───── Data extract
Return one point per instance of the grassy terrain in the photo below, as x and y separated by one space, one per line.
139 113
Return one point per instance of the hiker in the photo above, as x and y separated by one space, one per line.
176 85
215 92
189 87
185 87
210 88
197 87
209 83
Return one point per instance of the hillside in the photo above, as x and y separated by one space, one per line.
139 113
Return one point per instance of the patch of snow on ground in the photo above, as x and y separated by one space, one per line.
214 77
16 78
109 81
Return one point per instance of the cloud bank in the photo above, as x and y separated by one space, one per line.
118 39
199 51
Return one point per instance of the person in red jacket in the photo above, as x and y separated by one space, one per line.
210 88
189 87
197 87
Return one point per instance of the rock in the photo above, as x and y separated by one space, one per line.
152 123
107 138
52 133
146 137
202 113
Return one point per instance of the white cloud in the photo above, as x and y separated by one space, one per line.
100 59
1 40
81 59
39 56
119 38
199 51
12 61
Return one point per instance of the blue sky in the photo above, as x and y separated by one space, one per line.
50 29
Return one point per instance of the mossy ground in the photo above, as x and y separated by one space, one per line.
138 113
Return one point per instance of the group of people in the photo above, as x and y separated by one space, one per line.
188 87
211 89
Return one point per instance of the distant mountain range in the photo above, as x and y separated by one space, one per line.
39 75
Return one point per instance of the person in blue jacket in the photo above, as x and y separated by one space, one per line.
──────────
[Aim of the task] The records above should be restated word for word, please.

[The response]
Return one point per instance of the grassy terrain in the photo below, as x and y separated by one space, one per line.
139 113
Return one point per instance of the hiker in the photo above, as x and y separated by one space, one per line.
176 85
215 92
189 87
185 87
210 88
197 87
209 83
Return one point per instance of the hillside in the photo above, as x and y separated by one space, one per line.
139 113
Return one point per instance of the patch of snow on ground in the photo above, as x and y separated by one space, one per line.
214 77
16 78
109 81
Return one point per instance of the cloud bank in the photo above, as x and y separated by one space, one per line.
118 39
199 51
Return one point per instance of the person in red jacket in the photo above, as x and y separated by one space, one per line.
210 88
189 87
197 87
Return one point per instance of the rock in the photo above, as x and y separated by one space, one per line.
152 123
107 138
52 133
146 137
202 113
Return one point per instance of the white cloud in the photo above, as x and y separated by one space, one per line.
100 59
1 40
81 59
39 56
119 38
199 51
12 61
Return one point per instance of the blue sky in the photo above, as x and y separated by one space, one per line.
50 29
Return one point per instance of the mossy ground in the photo above, as x and y separated by one space, one per line.
138 113
Return one point per instance of the group of people in the photo above, as x and y separated by one space, one per line.
188 87
211 89
Return one point per instance of the distant mountain range in the photo above, as x and y separated by one space, one per line.
39 75
Return one point per instance of the person in blue jacket in the photo above, as x and y separated by one space, one per line.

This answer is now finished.